WHAT THIS TASK INVOLVES: Copy every line of the material below word for word, with no changes.
-- ENTRIES SHOWN start --
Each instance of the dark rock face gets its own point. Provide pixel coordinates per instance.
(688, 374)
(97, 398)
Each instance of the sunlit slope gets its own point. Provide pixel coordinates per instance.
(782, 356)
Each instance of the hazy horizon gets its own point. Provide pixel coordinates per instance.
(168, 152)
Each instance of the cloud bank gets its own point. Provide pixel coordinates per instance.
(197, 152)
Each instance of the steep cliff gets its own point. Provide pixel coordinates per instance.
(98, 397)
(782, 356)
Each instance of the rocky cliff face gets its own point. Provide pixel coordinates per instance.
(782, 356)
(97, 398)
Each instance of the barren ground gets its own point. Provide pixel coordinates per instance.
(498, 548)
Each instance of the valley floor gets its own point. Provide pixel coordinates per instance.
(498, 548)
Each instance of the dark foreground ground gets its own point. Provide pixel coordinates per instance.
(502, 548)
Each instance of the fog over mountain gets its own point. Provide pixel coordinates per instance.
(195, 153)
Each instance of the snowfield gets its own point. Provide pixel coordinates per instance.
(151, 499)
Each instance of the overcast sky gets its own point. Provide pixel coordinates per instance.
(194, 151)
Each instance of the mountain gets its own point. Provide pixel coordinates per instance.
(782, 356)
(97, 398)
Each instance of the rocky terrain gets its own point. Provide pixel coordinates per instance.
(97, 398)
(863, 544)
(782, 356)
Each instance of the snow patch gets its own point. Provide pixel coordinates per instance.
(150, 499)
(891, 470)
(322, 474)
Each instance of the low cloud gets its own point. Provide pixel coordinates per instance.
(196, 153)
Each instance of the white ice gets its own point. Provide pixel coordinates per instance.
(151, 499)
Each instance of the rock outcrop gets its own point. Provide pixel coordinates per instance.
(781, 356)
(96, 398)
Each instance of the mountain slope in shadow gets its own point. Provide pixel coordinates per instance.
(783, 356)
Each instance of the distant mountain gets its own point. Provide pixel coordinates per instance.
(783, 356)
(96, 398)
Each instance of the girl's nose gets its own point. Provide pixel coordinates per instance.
-- ENTRIES SHOWN end --
EXERCISE RESPONSE:
Each instance of the dark rock face gets its own point. Provide pixel coordinates per instance.
(688, 374)
(97, 398)
Each instance of the sunlit slope gets its own point. Provide pixel coordinates per instance.
(782, 356)
Each instance of the hazy horizon gets its own point. Provide pixel coordinates per instance.
(168, 152)
Each instance of the cloud bank gets its own point. Provide pixel coordinates per instance.
(197, 152)
Each instance of the steep cliff gets its own point. Provide pixel coordinates per instance.
(98, 397)
(782, 356)
Each instance of the rocky cliff face gets its own point. Provide pixel coordinates per instance.
(782, 356)
(97, 398)
Each instance of the barren ground gets its own point. Provide pixel coordinates per instance.
(498, 548)
Each instance of the valley floor gets its own point. Provide pixel coordinates per instance.
(498, 548)
Each instance of the dark foreground ground gets its own point. Provide pixel coordinates per instance.
(502, 548)
Each instance of the fog over mountain gets its own point. Provide pixel coordinates per instance.
(195, 153)
Each instance of the snowfield gets its own point. Provide pixel coordinates per instance.
(151, 499)
Each instance of the overcast sky gets its own point. Provide pixel coordinates per instance.
(194, 151)
Each instance of the mountain gets its own point. Provide pixel coordinates per instance.
(782, 356)
(97, 398)
Each instance of the rocky terrain gets its own point. Provide pixel coordinates per instance.
(97, 398)
(863, 544)
(782, 356)
Each instance of the snow patch gets its own point. Provide pixel coordinates per instance.
(150, 499)
(891, 470)
(322, 474)
Each instance of the low cloud gets its own point. Provide pixel coordinates per instance.
(196, 153)
Each instance of the white ice gets its own point. Provide pixel coordinates per instance.
(151, 499)
Each instance of the rock outcrop gets its own point. Provide pixel coordinates per instance.
(781, 356)
(96, 398)
Each instance of the mountain slope in shadow gets its own point. Provide pixel coordinates per instance.
(783, 356)
Each instance of the distant mountain gets its own point. Provide pixel coordinates per instance.
(783, 356)
(96, 398)
Each instance of the girl's nose gets its own point. Provide pixel coordinates per instance.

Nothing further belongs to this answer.